### Activity:
Transcribe, word for word and with nothing extra, the line containing "Locate every instance of the plaid" and each line that comes after it in the entries.

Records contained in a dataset
•••
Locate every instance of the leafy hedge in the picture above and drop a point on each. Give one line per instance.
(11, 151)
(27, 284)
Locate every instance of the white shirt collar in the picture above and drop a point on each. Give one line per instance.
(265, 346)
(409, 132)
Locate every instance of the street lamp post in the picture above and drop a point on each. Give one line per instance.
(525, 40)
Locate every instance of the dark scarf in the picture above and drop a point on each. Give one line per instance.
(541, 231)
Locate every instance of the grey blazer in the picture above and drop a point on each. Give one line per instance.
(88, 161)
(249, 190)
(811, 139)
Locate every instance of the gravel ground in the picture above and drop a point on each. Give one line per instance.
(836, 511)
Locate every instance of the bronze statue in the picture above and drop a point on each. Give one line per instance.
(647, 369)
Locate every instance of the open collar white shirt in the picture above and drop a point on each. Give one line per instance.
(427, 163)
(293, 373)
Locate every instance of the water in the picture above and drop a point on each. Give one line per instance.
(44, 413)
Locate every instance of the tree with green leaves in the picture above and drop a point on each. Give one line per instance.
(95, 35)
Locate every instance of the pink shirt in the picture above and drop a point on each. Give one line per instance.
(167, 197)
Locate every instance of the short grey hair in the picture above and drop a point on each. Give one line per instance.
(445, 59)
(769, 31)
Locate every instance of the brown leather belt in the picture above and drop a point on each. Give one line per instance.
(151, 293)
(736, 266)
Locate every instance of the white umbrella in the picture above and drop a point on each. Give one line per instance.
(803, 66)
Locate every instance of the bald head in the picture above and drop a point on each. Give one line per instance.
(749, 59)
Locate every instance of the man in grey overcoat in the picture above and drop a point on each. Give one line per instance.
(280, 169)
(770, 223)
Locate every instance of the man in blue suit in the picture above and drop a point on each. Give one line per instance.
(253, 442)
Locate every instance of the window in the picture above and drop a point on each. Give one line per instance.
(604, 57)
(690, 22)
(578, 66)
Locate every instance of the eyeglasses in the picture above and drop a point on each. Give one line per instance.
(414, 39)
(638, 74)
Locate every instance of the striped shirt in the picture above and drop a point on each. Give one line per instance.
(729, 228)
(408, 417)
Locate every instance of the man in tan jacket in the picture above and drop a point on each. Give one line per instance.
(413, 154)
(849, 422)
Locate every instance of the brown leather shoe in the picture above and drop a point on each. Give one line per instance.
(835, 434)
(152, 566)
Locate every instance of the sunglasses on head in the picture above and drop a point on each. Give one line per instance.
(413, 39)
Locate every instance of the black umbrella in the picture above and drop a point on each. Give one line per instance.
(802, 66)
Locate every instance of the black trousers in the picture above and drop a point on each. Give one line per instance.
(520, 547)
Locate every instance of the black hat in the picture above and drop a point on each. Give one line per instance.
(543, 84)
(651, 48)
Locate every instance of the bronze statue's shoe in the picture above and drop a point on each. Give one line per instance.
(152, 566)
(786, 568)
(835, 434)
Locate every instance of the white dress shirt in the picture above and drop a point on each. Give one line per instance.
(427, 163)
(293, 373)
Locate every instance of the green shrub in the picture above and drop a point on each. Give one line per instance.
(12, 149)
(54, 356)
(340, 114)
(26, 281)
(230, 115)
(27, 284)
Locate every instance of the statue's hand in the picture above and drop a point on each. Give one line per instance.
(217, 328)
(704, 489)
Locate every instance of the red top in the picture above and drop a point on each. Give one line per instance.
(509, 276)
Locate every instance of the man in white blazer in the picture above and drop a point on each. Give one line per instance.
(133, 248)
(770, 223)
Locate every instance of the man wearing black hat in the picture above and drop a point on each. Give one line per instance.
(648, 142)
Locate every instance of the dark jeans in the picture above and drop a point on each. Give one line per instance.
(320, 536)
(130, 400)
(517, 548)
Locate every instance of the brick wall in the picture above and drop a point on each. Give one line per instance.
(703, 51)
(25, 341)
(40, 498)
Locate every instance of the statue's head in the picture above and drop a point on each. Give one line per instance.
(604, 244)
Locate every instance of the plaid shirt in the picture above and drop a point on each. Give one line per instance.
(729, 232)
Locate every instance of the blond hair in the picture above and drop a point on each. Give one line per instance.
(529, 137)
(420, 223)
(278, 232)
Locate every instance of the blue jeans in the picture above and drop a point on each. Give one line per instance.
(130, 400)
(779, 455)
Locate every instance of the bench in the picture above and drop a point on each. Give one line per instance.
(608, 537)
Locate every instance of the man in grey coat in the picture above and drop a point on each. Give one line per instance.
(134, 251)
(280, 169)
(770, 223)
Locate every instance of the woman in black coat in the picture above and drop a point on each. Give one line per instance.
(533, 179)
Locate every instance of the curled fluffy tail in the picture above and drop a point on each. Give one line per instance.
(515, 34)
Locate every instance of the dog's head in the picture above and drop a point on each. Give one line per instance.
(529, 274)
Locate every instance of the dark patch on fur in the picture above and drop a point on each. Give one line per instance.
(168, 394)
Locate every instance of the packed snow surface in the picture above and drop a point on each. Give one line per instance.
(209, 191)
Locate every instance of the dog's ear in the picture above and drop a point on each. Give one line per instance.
•••
### Exercise output:
Locate every instance of the plaid shirt in the picture above and drop a point on each. Give one line per instance.
(729, 232)
Locate every instance of the blond hair in the picture above and drop a point on each. Give one line per instance.
(529, 137)
(420, 223)
(278, 232)
Locate every instance of the blue jeans in the picture above and drop a point on each. Give one line per instance.
(130, 400)
(779, 455)
Locate every instance of the bench in the picture above and drop a point on each. Give one line per instance.
(608, 537)
Locate every instance of the man in grey coat in the picture above and drop a point on each. Give one line per instance.
(134, 251)
(280, 169)
(770, 223)
Locate every instance of the woman in black coat in the picture above and drop a point on each. Give one line per instance.
(533, 179)
Locate every instance of the curled fluffy tail in the picture above and drop a point on each. Give one line per instance.
(515, 34)
Locate every instance of the dog's head in the picture above and drop a point on each. Give one line per instance.
(529, 274)
Locate every instance of the dark patch on fur in the picture above and drop a point on each. Give one line per instance.
(168, 394)
Locate every instance of the packed snow surface in the picture above and drop a point on each. Give one line per instance.
(209, 191)
Locate every instance of the dog's ear in the picture above and drop a point on each. Give one line per instance.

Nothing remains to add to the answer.